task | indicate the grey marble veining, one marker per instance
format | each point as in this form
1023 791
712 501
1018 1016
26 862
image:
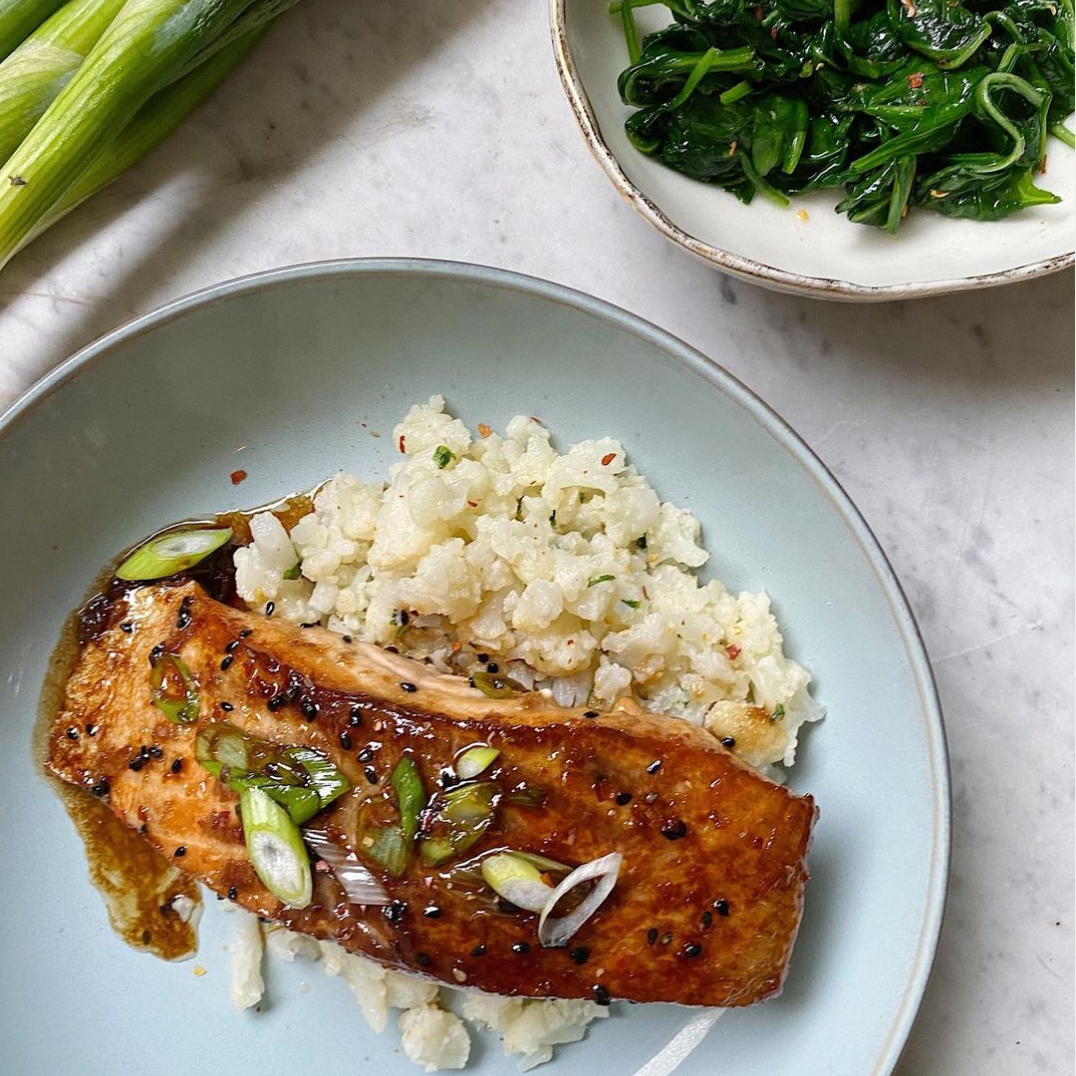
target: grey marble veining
440 130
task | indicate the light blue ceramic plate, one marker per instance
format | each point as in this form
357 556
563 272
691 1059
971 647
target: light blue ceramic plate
275 373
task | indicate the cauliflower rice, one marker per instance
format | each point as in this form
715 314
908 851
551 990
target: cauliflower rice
570 574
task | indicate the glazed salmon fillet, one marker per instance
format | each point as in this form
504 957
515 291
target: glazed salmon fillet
708 900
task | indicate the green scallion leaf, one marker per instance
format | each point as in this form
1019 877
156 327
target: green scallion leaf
410 796
390 849
275 848
475 760
177 701
172 552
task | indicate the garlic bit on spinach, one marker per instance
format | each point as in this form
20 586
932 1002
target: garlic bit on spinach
934 104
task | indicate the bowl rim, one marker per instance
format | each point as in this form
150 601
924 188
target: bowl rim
756 272
720 379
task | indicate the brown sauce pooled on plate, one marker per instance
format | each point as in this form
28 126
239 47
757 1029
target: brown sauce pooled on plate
137 882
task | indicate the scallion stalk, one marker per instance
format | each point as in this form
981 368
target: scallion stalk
150 44
275 848
19 18
34 73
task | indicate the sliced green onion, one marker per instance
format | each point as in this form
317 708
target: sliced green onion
475 760
465 815
496 687
170 553
515 879
275 848
410 796
553 933
182 710
390 849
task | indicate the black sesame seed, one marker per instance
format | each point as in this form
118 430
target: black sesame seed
395 911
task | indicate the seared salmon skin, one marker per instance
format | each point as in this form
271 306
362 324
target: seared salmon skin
709 895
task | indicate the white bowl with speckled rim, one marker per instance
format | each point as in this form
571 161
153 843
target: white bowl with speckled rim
278 373
806 249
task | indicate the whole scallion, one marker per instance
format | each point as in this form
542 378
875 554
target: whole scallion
149 45
155 121
34 73
19 18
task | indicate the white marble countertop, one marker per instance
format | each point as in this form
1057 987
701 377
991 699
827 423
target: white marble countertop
439 129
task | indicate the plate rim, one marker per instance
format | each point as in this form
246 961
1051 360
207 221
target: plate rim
756 272
722 381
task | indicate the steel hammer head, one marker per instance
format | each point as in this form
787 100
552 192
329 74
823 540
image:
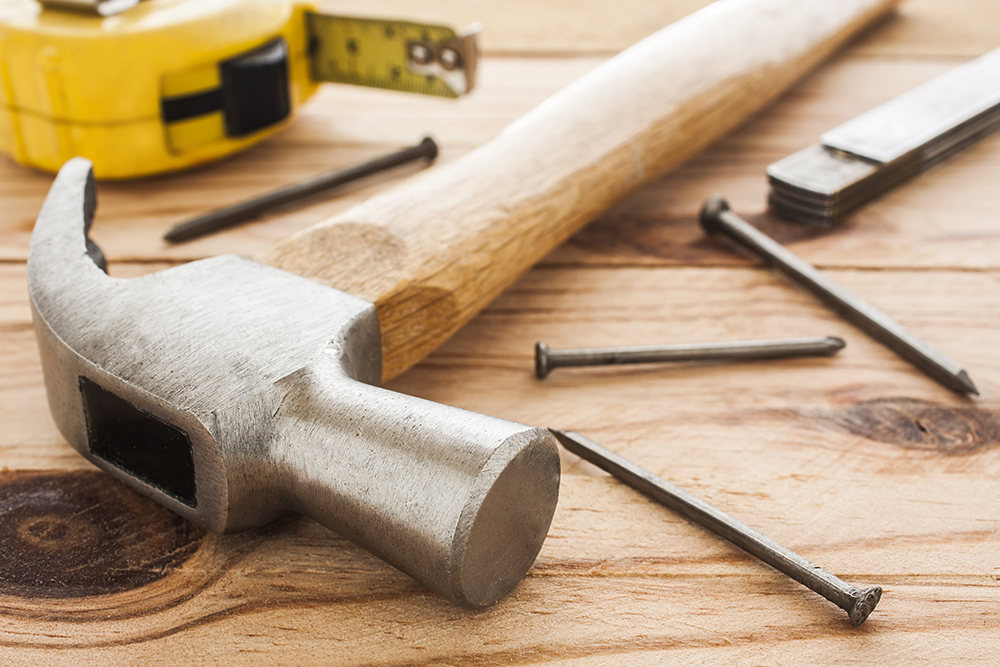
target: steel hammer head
234 393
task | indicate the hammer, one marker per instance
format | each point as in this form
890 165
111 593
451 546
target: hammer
235 391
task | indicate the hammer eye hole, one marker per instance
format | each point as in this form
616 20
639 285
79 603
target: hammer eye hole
138 443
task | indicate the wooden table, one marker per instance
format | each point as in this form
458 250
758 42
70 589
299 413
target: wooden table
859 462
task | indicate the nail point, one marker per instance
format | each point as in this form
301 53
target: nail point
542 367
864 605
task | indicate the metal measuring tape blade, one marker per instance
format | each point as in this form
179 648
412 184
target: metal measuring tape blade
859 160
147 87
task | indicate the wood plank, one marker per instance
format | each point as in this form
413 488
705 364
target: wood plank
859 462
943 209
487 366
638 577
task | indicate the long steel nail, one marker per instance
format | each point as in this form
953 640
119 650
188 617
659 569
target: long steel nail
856 602
716 217
231 215
546 358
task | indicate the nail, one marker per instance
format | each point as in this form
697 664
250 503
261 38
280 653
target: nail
546 358
231 215
716 217
856 602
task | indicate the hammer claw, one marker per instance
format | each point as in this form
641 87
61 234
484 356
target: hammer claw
234 393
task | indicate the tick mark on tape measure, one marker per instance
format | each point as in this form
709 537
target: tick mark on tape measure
81 533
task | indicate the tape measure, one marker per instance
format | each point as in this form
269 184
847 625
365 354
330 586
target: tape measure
143 87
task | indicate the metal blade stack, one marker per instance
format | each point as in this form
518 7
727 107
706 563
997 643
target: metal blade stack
861 159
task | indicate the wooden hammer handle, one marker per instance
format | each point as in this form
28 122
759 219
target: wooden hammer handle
432 253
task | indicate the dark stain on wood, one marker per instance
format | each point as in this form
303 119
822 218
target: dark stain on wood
81 533
916 424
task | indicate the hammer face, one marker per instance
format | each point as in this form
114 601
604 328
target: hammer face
234 393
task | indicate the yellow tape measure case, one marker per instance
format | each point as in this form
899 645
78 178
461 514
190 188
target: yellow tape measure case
168 84
131 91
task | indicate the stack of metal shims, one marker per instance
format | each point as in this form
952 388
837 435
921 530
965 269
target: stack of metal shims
861 159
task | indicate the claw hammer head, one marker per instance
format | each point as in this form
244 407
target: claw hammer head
234 393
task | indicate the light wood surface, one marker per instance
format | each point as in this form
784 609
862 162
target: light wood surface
431 254
858 461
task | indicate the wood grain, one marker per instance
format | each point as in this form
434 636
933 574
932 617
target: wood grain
857 461
432 253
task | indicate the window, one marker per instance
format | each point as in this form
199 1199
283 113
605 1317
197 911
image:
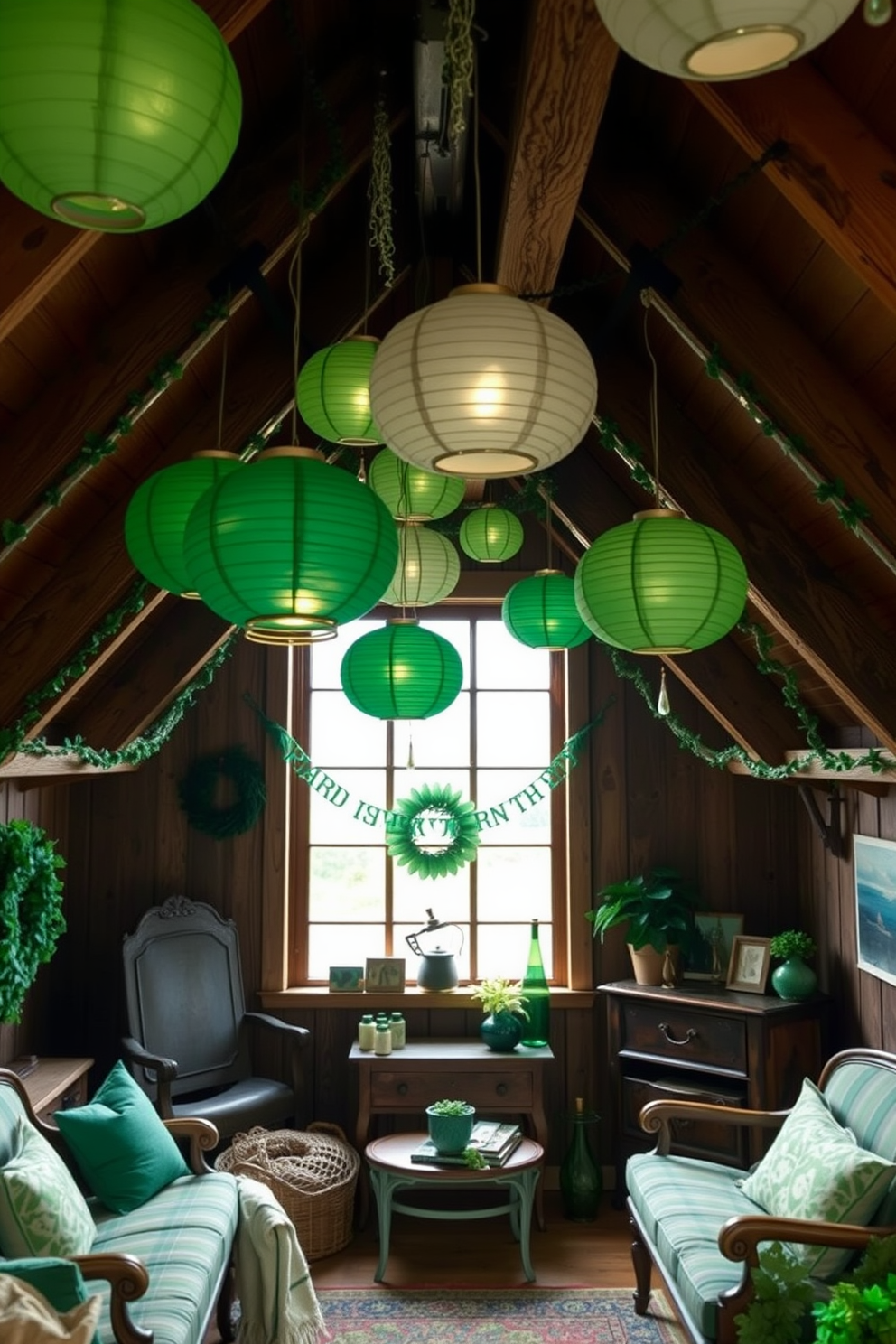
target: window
348 900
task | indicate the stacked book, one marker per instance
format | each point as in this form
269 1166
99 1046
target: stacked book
493 1140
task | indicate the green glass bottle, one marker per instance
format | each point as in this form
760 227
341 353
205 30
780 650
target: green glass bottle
537 994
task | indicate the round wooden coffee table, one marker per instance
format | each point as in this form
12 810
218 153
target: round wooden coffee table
391 1170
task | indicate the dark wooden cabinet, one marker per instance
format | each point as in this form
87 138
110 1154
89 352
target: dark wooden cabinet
707 1044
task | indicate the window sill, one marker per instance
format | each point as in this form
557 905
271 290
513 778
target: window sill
317 996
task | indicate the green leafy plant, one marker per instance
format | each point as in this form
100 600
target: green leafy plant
500 994
658 908
791 942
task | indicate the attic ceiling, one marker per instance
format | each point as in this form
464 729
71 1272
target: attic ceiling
772 322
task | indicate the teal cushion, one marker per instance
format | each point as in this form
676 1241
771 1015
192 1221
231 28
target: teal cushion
123 1148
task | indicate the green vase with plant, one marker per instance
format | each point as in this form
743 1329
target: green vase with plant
658 910
793 979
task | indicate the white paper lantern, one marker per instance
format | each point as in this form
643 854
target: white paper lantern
482 385
724 39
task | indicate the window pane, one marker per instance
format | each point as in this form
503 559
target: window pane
513 729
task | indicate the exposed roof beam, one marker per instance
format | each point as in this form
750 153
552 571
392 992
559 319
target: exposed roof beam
837 173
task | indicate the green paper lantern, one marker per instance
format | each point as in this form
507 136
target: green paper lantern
427 569
490 534
157 514
402 672
290 547
115 116
540 611
661 585
408 492
333 393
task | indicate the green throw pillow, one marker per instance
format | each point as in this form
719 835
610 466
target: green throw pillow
42 1211
816 1170
123 1148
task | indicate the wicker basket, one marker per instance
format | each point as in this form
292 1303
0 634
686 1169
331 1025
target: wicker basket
313 1172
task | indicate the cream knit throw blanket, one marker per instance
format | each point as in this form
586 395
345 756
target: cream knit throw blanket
277 1299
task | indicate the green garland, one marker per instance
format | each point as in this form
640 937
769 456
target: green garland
196 792
461 831
31 919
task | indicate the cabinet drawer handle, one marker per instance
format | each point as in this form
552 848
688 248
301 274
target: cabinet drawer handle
673 1041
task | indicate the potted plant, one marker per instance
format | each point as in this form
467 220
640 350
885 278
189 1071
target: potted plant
501 999
450 1125
658 910
793 979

———

* Exercise *
Copy the stretch from the line containing "task | indicate the potted" through the end of the records, renaming "potted plant" to "houseplant" wherever it occurs and leaving everything else unchanged.

* Solution below *
task | indicate the houseplant, one marker per instance
format | each point as in this form
467 220
640 350
885 278
189 1071
target: houseplant
501 999
450 1125
658 910
793 979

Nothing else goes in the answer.